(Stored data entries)
+--

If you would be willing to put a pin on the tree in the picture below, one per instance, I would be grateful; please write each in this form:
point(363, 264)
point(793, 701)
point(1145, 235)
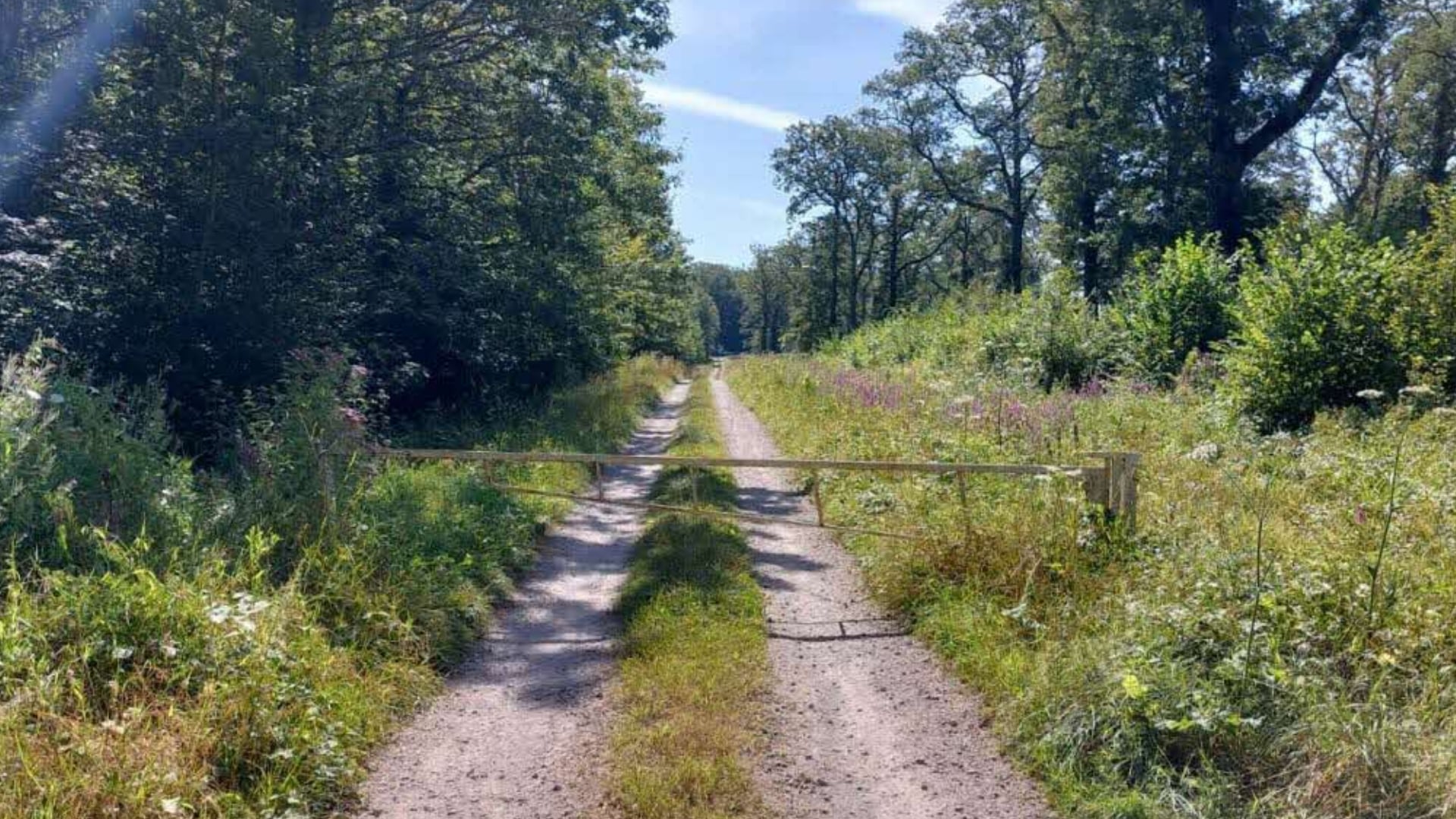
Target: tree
point(1267, 64)
point(965, 98)
point(721, 284)
point(471, 197)
point(767, 292)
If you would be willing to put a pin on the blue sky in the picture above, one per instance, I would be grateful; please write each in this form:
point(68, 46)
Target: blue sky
point(737, 74)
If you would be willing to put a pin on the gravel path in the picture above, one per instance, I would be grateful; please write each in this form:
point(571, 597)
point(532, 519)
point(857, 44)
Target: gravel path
point(523, 720)
point(864, 720)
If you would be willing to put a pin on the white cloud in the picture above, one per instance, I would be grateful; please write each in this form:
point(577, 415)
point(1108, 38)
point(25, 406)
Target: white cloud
point(693, 101)
point(921, 14)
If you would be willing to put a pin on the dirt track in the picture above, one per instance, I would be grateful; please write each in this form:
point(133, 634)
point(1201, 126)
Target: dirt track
point(522, 722)
point(864, 720)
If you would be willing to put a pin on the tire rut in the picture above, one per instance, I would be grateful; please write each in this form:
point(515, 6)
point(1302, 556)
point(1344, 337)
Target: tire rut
point(522, 723)
point(864, 720)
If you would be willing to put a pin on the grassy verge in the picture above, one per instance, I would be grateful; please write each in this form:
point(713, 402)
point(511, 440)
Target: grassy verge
point(234, 645)
point(1273, 643)
point(696, 651)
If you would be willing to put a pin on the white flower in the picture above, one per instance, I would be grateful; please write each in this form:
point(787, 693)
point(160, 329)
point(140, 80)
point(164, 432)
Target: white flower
point(1206, 452)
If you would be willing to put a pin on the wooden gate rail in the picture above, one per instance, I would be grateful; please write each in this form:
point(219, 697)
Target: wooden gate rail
point(1112, 484)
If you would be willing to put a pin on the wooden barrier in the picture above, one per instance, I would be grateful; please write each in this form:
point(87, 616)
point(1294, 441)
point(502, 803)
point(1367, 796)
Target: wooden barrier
point(1111, 485)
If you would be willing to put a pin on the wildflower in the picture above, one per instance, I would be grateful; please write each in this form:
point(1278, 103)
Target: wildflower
point(1206, 452)
point(353, 417)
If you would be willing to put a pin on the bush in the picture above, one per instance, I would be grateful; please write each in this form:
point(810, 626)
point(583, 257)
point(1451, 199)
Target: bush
point(1055, 340)
point(1180, 306)
point(82, 465)
point(1315, 327)
point(1424, 319)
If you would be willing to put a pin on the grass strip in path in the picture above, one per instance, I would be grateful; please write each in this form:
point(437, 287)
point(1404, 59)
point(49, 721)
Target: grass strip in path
point(695, 651)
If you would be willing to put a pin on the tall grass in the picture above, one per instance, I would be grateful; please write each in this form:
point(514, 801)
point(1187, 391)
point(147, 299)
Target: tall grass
point(695, 651)
point(177, 643)
point(1274, 642)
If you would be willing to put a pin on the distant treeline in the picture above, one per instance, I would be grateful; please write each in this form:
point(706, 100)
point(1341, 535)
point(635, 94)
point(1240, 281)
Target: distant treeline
point(1022, 137)
point(472, 199)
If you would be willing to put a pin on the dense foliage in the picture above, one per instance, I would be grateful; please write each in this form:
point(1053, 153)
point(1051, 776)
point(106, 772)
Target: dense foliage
point(1273, 643)
point(471, 197)
point(1021, 139)
point(178, 643)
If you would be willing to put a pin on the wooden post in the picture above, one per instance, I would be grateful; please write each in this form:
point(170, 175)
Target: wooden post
point(1123, 487)
point(1098, 484)
point(819, 503)
point(965, 506)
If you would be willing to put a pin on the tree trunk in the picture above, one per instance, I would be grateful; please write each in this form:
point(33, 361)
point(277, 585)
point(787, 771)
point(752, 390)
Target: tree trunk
point(1017, 251)
point(1090, 249)
point(893, 260)
point(835, 260)
point(12, 12)
point(1443, 143)
point(1226, 164)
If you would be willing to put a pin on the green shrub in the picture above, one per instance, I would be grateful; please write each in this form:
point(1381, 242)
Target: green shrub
point(77, 461)
point(1178, 306)
point(1424, 318)
point(27, 453)
point(1315, 327)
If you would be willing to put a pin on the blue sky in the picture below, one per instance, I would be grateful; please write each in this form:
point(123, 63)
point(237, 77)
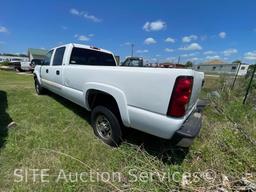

+--

**EXERCISE AIM:** Pick out every line of the material that contains the string "gate", treating uppercase and lowercase as different.

**PROBLEM SOLUTION:**
If you would be willing to put a pin on the wooden gate rail in the picture above, one per instance, I would be grateful; please write each in this form:
Target: wooden gate rail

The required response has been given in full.